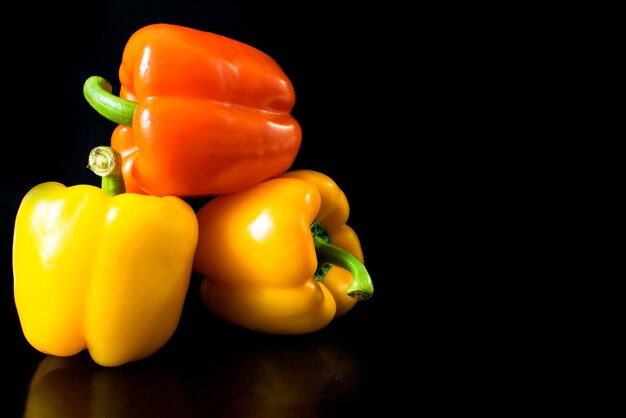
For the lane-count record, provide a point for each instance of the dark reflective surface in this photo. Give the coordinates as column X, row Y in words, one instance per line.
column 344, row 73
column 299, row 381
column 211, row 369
==
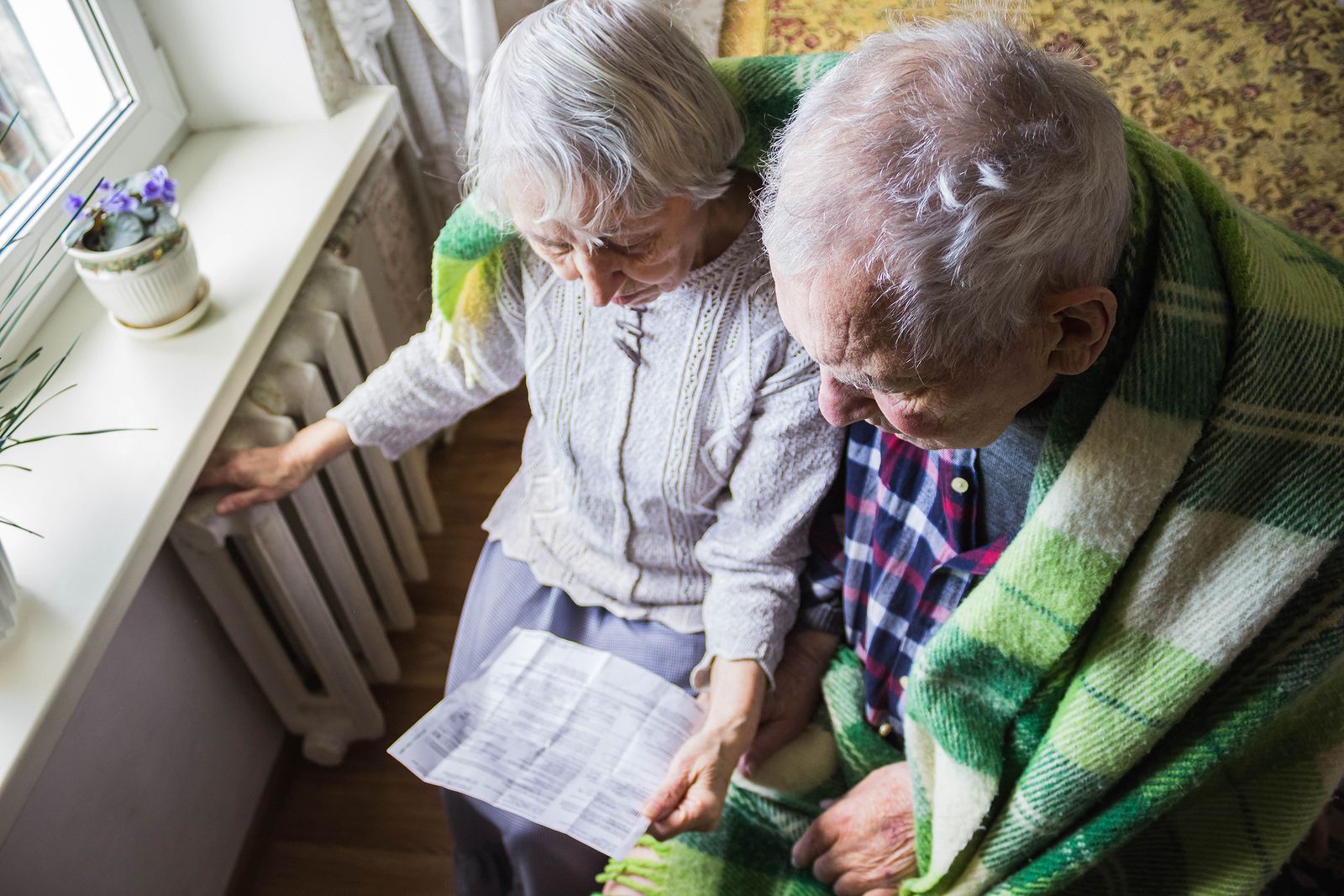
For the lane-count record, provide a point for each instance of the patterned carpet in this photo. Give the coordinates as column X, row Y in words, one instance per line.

Task objective
Copy out the entries from the line containing "of the dark" through the line containing "column 211, row 369", word for word and with both of those lines included.

Finished task
For the lane-count record, provide a point for each instance of the dark reflective surface in this photo. Give the coordinates as column X, row Y in words, one instance per line.
column 344, row 73
column 299, row 381
column 211, row 369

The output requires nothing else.